Brief
What is needed is an exact transcription of every entry below.

Data supplied
######
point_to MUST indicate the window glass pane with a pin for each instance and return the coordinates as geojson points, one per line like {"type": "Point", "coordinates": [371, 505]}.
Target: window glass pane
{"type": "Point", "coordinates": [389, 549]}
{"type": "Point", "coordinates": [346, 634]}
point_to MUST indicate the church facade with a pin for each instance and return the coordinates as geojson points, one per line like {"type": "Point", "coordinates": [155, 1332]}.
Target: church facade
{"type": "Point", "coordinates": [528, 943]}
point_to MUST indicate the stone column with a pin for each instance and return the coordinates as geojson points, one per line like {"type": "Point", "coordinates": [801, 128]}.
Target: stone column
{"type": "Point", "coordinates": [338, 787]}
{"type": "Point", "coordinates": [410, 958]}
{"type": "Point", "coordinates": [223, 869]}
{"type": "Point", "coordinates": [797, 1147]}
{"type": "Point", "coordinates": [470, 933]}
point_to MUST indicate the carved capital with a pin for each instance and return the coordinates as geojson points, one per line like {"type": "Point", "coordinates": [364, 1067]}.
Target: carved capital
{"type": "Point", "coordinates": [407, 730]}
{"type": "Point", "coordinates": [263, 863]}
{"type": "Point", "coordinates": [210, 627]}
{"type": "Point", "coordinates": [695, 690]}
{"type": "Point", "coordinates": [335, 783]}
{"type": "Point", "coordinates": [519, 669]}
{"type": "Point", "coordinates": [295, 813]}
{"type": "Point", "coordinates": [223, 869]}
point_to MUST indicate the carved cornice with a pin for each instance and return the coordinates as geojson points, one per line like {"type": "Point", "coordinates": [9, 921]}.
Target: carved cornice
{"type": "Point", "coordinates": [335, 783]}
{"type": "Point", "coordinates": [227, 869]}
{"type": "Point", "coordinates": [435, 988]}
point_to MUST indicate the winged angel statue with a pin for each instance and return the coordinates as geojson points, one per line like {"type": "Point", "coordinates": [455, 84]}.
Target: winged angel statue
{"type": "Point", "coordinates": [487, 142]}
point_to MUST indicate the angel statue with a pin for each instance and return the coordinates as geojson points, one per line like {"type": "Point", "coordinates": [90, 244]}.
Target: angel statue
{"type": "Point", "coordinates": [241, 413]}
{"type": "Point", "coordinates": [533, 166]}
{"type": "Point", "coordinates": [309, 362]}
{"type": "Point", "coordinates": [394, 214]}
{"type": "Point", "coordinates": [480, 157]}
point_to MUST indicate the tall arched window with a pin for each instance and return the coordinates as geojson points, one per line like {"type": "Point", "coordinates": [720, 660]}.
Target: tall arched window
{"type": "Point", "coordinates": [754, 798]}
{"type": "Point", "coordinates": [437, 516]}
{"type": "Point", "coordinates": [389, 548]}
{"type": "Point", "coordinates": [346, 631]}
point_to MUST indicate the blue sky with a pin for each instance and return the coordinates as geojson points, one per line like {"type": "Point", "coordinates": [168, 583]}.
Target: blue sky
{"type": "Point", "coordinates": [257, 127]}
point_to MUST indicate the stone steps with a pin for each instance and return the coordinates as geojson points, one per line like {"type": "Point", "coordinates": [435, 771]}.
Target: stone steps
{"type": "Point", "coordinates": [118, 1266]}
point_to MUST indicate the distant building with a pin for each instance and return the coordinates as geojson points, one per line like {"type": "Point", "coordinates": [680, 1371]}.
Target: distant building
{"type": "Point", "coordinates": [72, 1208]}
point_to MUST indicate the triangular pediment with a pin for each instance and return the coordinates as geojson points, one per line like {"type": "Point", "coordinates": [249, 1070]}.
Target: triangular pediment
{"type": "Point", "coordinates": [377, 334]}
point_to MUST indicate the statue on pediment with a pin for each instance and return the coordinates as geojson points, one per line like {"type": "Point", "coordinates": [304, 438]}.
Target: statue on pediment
######
Response below
point_to MUST indicate the window glass pane with a pin for each instance and return the coordinates as geojson points, one per line like {"type": "Point", "coordinates": [371, 505]}.
Target: window glass pane
{"type": "Point", "coordinates": [389, 549]}
{"type": "Point", "coordinates": [346, 634]}
point_to MUST indicate the church facade with a pin for each instance and return the coordinates as geojson points, one per line like {"type": "Point", "coordinates": [155, 1332]}.
Target: church facade
{"type": "Point", "coordinates": [528, 943]}
point_to MUST indicate the stone column with a pin for each instance and return the coordinates as geojson points, one per line like {"type": "Point", "coordinates": [801, 128]}.
Target: stone column
{"type": "Point", "coordinates": [338, 787]}
{"type": "Point", "coordinates": [410, 958]}
{"type": "Point", "coordinates": [223, 869]}
{"type": "Point", "coordinates": [797, 1147]}
{"type": "Point", "coordinates": [470, 933]}
point_to MUST indicate the carved capital with a pin for each instance and return the coordinates as geojson points, one per line like {"type": "Point", "coordinates": [364, 1067]}.
Target: carved capital
{"type": "Point", "coordinates": [407, 730]}
{"type": "Point", "coordinates": [263, 863]}
{"type": "Point", "coordinates": [210, 627]}
{"type": "Point", "coordinates": [695, 690]}
{"type": "Point", "coordinates": [335, 783]}
{"type": "Point", "coordinates": [519, 669]}
{"type": "Point", "coordinates": [295, 813]}
{"type": "Point", "coordinates": [223, 869]}
point_to MUST indicate the carved cornice with a pin for each instance and return the coordinates as geojson points, one per line like {"type": "Point", "coordinates": [9, 921]}.
Target: carved cornice
{"type": "Point", "coordinates": [335, 783]}
{"type": "Point", "coordinates": [227, 869]}
{"type": "Point", "coordinates": [435, 988]}
point_to MUST indicate the winged angel statue with a pin for each instance and return the coordinates as geojson points, one per line like {"type": "Point", "coordinates": [455, 84]}.
Target: winged angel statue
{"type": "Point", "coordinates": [487, 142]}
point_to MUST indicate the angel statue with a pin for each instance and return the coordinates as geojson points, one per line like {"type": "Point", "coordinates": [90, 244]}.
Target: angel statue
{"type": "Point", "coordinates": [241, 413]}
{"type": "Point", "coordinates": [533, 166]}
{"type": "Point", "coordinates": [309, 362]}
{"type": "Point", "coordinates": [394, 214]}
{"type": "Point", "coordinates": [480, 157]}
point_to MUST indicate the tall arched window with a pin for each instance and return the coordinates as geojson points, one per line like {"type": "Point", "coordinates": [720, 660]}.
Target: tall arched window
{"type": "Point", "coordinates": [754, 798]}
{"type": "Point", "coordinates": [437, 516]}
{"type": "Point", "coordinates": [389, 548]}
{"type": "Point", "coordinates": [346, 631]}
point_to MUST indicate the blue sky with a pin for each instance and return the coordinates as geojson points, one per line like {"type": "Point", "coordinates": [168, 583]}.
Target: blue sky
{"type": "Point", "coordinates": [257, 127]}
point_to MUST indicate the stone steps with a pin for each instance and return the coordinates as geojson points, one per line like {"type": "Point", "coordinates": [435, 771]}.
Target: stone steps
{"type": "Point", "coordinates": [118, 1266]}
point_to MUST indicate the distant building with a pin for each instance and return the coordinates as geojson points, one per line like {"type": "Point", "coordinates": [680, 1371]}.
Target: distant building
{"type": "Point", "coordinates": [72, 1208]}
point_to MUST indicate the triangular pediment with a pin for each instance and return the coordinates as geojson points, one per line like {"type": "Point", "coordinates": [249, 1070]}.
Target: triangular pediment
{"type": "Point", "coordinates": [377, 334]}
point_to MUST indicate the statue on pediment with a pin for each instance and return the coordinates as geojson points, one per line like {"type": "Point", "coordinates": [304, 438]}.
Target: statue on pediment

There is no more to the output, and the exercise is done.